Transcribe exactly the line in which "hey so can you find the pink" occurs, plus every line that comes after it up to the end of the entries.

(Records to process)
Content starts
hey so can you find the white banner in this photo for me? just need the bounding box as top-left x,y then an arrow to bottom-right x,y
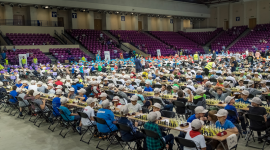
104,51 -> 110,61
157,49 -> 161,56
18,54 -> 27,67
226,134 -> 237,150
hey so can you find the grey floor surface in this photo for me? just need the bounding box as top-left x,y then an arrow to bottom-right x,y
0,109 -> 269,150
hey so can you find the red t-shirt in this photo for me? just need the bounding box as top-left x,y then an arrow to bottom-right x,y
55,81 -> 63,86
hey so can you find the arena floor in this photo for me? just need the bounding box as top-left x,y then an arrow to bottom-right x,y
0,109 -> 268,150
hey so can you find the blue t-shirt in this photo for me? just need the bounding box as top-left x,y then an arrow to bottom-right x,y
224,104 -> 238,123
79,67 -> 84,73
52,97 -> 61,116
24,86 -> 29,89
79,94 -> 87,101
187,114 -> 197,123
196,75 -> 203,79
72,68 -> 75,74
235,98 -> 250,104
59,106 -> 74,121
76,83 -> 84,90
16,83 -> 22,88
215,119 -> 235,130
144,87 -> 153,92
9,90 -> 18,103
96,108 -> 118,133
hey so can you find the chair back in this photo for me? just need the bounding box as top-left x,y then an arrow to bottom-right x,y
196,78 -> 202,82
152,98 -> 164,106
245,113 -> 267,129
44,88 -> 49,93
175,137 -> 198,150
153,84 -> 162,88
16,96 -> 23,101
142,107 -> 149,114
94,116 -> 107,124
161,110 -> 175,118
139,82 -> 145,87
227,109 -> 237,117
141,129 -> 165,148
116,81 -> 123,85
132,82 -> 137,86
78,112 -> 89,119
187,105 -> 197,112
116,123 -> 132,133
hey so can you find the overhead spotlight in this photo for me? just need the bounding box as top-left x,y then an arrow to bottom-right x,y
147,14 -> 150,17
108,11 -> 112,14
18,4 -> 22,8
103,11 -> 107,14
9,3 -> 14,7
1,3 -> 4,6
131,12 -> 133,15
45,6 -> 49,9
34,5 -> 38,9
80,9 -> 84,12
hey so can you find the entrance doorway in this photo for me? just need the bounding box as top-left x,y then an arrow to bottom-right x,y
94,19 -> 102,30
249,18 -> 256,29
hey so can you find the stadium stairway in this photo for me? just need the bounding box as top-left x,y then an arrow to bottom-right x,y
102,31 -> 119,44
121,43 -> 150,57
225,28 -> 251,50
203,30 -> 225,54
143,31 -> 167,45
64,30 -> 95,60
44,52 -> 57,64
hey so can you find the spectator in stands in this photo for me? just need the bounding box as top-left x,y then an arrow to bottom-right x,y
12,46 -> 16,52
1,50 -> 6,60
212,50 -> 216,60
2,46 -> 7,51
222,45 -> 225,50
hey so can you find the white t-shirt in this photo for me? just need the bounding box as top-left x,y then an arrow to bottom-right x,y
127,103 -> 142,112
184,131 -> 206,150
141,59 -> 145,66
81,106 -> 95,126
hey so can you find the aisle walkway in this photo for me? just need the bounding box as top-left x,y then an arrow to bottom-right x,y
0,109 -> 267,150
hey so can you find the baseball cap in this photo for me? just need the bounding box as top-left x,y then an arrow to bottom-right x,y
0,82 -> 3,87
148,112 -> 158,122
57,76 -> 61,80
154,88 -> 160,93
173,79 -> 179,83
205,81 -> 212,86
48,83 -> 54,87
249,97 -> 261,104
148,75 -> 152,78
37,81 -> 43,85
224,96 -> 235,104
203,77 -> 209,80
112,96 -> 120,101
152,103 -> 161,109
30,80 -> 36,84
241,90 -> 249,96
196,88 -> 206,95
108,83 -> 115,88
145,81 -> 151,85
16,88 -> 22,93
215,109 -> 228,117
120,105 -> 129,115
191,119 -> 204,130
136,87 -> 143,92
126,80 -> 132,84
194,106 -> 208,114
69,87 -> 75,91
33,91 -> 41,97
172,86 -> 179,90
78,88 -> 86,94
55,89 -> 62,95
260,80 -> 266,84
56,85 -> 63,89
118,85 -> 125,90
248,80 -> 254,87
187,80 -> 193,85
155,77 -> 160,80
86,98 -> 98,104
130,95 -> 138,101
60,97 -> 68,104
223,81 -> 230,87
99,92 -> 107,97
101,100 -> 110,108
104,78 -> 109,81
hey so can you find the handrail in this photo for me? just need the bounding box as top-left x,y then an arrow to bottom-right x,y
54,30 -> 67,44
0,19 -> 63,27
0,30 -> 11,45
62,30 -> 76,44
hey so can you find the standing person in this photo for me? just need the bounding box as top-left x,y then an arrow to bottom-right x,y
246,52 -> 254,65
193,52 -> 199,63
32,55 -> 38,64
212,50 -> 216,60
134,56 -> 142,73
21,56 -> 27,66
255,50 -> 261,59
141,56 -> 145,70
13,46 -> 16,52
204,59 -> 215,76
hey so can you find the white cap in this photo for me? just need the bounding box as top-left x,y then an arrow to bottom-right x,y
56,85 -> 63,89
196,88 -> 206,95
31,80 -> 36,84
172,86 -> 179,90
57,76 -> 61,80
130,95 -> 138,101
126,80 -> 132,84
122,71 -> 126,74
203,77 -> 209,80
205,81 -> 212,86
47,77 -> 52,80
33,91 -> 41,97
155,77 -> 160,80
112,96 -> 120,101
99,92 -> 107,97
55,89 -> 62,95
120,105 -> 129,115
241,90 -> 249,96
78,88 -> 86,94
112,70 -> 116,73
153,103 -> 161,109
187,80 -> 193,85
124,75 -> 129,79
223,81 -> 230,87
137,87 -> 143,92
48,83 -> 53,87
104,78 -> 109,81
86,98 -> 98,104
16,88 -> 22,93
77,75 -> 81,78
225,96 -> 235,104
173,79 -> 179,83
191,119 -> 204,130
148,75 -> 152,78
60,97 -> 68,104
101,100 -> 110,108
195,106 -> 208,114
248,80 -> 254,87
0,82 -> 3,87
145,81 -> 151,85
108,83 -> 115,88
37,81 -> 43,85
148,112 -> 158,122
74,79 -> 79,82
215,109 -> 228,117
118,85 -> 125,90
69,87 -> 75,91
154,88 -> 160,93
249,97 -> 261,104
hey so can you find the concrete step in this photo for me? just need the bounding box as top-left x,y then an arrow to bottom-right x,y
102,31 -> 119,44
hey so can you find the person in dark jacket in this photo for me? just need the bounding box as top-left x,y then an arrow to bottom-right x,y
212,50 -> 216,60
134,57 -> 142,73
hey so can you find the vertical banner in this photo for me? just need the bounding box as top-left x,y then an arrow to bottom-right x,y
104,51 -> 110,61
157,49 -> 161,56
72,13 -> 77,18
18,54 -> 27,67
121,16 -> 125,21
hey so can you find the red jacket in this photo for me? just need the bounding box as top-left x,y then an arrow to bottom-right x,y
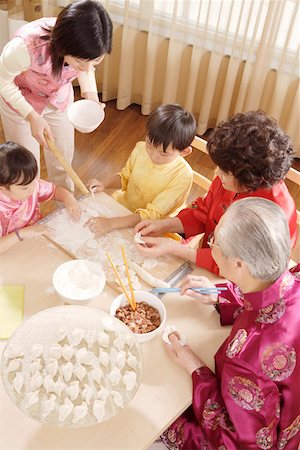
177,177 -> 298,275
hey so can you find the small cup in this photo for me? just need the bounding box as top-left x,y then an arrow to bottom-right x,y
110,291 -> 167,343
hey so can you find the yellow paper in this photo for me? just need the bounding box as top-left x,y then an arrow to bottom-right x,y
0,286 -> 24,339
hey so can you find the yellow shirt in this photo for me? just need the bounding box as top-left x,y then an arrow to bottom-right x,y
112,141 -> 193,220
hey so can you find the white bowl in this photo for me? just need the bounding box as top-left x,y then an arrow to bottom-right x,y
53,259 -> 106,305
110,291 -> 166,343
67,99 -> 105,133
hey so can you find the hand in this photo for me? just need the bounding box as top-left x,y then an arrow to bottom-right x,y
82,92 -> 106,110
135,236 -> 179,257
26,110 -> 54,147
64,197 -> 82,222
86,178 -> 105,194
135,219 -> 166,237
180,275 -> 218,305
165,333 -> 205,376
21,224 -> 49,239
84,217 -> 115,236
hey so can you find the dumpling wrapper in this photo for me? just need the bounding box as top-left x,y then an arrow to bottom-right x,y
162,325 -> 186,346
133,232 -> 146,245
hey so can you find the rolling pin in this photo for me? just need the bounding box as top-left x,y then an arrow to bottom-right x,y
44,137 -> 89,195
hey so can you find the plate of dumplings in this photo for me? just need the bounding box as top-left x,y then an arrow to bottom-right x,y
1,305 -> 143,427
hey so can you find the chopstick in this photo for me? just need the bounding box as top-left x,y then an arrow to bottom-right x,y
106,252 -> 136,310
152,287 -> 227,294
121,245 -> 136,310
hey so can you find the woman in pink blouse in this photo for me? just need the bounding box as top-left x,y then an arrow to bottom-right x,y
161,198 -> 300,450
0,142 -> 81,253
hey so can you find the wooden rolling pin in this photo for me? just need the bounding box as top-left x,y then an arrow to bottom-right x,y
45,137 -> 89,195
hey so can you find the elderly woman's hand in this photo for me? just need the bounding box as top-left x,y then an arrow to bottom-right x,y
180,275 -> 219,305
165,333 -> 205,375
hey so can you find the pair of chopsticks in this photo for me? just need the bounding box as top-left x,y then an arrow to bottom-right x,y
151,287 -> 227,294
106,246 -> 136,310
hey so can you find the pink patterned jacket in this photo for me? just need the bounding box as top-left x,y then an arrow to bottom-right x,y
0,178 -> 55,236
162,269 -> 300,450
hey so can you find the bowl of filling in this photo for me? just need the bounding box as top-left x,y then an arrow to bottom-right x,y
Content ends
(Task output)
hey so can you find the pink patterned jacket in this photo for me? just need the bounding box as top-left x,y then an arrow to bottom-right x,y
0,178 -> 55,236
162,269 -> 300,450
hey so can you find the bowl of filling in this photo for me? just need the bounding box as top-left x,y then an arrow to bottom-right x,y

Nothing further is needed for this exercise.